**The problem**
Pull out each line in the data below that contains the string "evenodd", and list those lines in the order they appear.

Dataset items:
━━━━━━━━━━

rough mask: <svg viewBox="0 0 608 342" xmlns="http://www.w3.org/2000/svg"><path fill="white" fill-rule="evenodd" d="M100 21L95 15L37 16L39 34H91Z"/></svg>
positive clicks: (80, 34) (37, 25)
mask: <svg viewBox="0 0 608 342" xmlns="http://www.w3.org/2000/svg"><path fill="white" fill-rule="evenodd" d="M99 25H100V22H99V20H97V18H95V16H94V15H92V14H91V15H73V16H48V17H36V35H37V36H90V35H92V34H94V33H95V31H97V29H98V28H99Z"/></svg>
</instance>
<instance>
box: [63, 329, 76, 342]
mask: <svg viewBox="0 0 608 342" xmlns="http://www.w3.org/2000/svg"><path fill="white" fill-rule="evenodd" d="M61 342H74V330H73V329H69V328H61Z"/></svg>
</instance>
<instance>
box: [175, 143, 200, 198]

━━━━━━━━━━

**Answer to this task**
rough mask: <svg viewBox="0 0 608 342" xmlns="http://www.w3.org/2000/svg"><path fill="white" fill-rule="evenodd" d="M100 21L95 15L37 16L39 34H91Z"/></svg>
mask: <svg viewBox="0 0 608 342" xmlns="http://www.w3.org/2000/svg"><path fill="white" fill-rule="evenodd" d="M99 25H100V22H99V20H97V18H95V16H94V15H92V14H91V15H73V16H48V17H36V35H37V36H90V35H92V34H94V33H95V31H97V29H98V28H99Z"/></svg>
mask: <svg viewBox="0 0 608 342" xmlns="http://www.w3.org/2000/svg"><path fill="white" fill-rule="evenodd" d="M61 342H74V330H73V329H69V328H61Z"/></svg>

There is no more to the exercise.